*** Opening of Data extract ***

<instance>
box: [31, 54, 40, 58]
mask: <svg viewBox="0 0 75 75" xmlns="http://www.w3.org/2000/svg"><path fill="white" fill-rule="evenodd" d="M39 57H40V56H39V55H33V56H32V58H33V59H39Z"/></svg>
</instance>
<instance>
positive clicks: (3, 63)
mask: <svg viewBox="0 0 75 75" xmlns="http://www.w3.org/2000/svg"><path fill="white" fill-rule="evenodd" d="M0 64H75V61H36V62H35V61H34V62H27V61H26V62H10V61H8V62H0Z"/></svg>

*** Close of Data extract ***
*** Opening of Data extract ***

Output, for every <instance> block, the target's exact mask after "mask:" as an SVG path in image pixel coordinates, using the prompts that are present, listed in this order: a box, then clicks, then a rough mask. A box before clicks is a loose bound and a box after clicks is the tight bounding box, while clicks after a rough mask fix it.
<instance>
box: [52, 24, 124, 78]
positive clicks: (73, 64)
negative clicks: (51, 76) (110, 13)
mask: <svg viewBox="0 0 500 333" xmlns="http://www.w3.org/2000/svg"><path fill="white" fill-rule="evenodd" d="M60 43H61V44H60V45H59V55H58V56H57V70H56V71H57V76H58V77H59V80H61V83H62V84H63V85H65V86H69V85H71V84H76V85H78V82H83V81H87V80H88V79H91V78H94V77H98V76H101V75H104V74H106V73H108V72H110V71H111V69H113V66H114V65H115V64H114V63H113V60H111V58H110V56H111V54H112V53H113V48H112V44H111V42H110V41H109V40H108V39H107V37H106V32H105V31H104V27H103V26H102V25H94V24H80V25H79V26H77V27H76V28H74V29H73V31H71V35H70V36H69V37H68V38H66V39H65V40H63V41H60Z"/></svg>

*** Close of Data extract ***
*** Opening of Data extract ***

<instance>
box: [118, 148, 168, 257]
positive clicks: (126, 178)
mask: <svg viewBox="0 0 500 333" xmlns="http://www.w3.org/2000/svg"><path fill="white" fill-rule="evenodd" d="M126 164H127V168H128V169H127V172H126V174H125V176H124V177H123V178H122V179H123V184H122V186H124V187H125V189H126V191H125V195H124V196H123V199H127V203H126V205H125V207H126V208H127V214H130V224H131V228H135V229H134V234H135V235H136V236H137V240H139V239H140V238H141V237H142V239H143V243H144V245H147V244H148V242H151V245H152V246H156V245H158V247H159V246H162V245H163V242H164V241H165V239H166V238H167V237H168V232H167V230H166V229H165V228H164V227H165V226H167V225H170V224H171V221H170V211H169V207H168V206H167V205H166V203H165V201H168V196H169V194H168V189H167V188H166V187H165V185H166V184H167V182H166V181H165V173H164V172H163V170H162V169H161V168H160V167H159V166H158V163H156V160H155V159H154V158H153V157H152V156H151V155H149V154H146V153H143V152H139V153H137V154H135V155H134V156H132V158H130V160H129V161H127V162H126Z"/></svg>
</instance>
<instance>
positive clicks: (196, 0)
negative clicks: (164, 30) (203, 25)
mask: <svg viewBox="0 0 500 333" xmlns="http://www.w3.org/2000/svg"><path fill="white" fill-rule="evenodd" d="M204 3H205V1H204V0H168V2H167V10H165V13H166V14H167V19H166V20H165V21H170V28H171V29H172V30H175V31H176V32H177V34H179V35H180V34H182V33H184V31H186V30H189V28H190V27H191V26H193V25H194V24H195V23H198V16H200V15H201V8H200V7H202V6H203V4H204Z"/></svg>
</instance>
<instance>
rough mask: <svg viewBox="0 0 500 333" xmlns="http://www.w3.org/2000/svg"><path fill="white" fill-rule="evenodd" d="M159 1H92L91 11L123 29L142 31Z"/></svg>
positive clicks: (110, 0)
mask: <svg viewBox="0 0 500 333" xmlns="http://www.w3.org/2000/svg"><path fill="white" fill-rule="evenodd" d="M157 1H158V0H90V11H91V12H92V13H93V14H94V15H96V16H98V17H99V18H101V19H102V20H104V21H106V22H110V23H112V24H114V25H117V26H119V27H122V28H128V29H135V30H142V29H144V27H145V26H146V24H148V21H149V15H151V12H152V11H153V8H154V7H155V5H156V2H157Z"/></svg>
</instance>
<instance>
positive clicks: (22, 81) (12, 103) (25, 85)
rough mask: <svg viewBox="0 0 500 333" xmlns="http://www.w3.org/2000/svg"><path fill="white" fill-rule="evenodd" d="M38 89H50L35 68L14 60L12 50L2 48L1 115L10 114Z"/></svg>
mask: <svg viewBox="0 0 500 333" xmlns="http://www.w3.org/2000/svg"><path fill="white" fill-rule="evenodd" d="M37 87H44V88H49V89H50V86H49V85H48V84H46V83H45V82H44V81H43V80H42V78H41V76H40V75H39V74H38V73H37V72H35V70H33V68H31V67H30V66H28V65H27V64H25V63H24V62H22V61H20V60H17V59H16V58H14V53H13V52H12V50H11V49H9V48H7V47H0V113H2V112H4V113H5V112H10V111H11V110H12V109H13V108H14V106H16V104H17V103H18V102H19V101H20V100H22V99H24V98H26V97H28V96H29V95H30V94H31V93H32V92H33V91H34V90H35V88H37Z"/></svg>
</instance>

*** Close of Data extract ***

▸ Problem to solve: List every line from the records above that contains the string "positive", reproducing each such line in full.

▸ Solution:
positive clicks: (3, 63)
positive clicks: (73, 64)
positive clicks: (126, 178)
positive clicks: (196, 0)
positive clicks: (110, 0)
positive clicks: (22, 81) (12, 103) (25, 85)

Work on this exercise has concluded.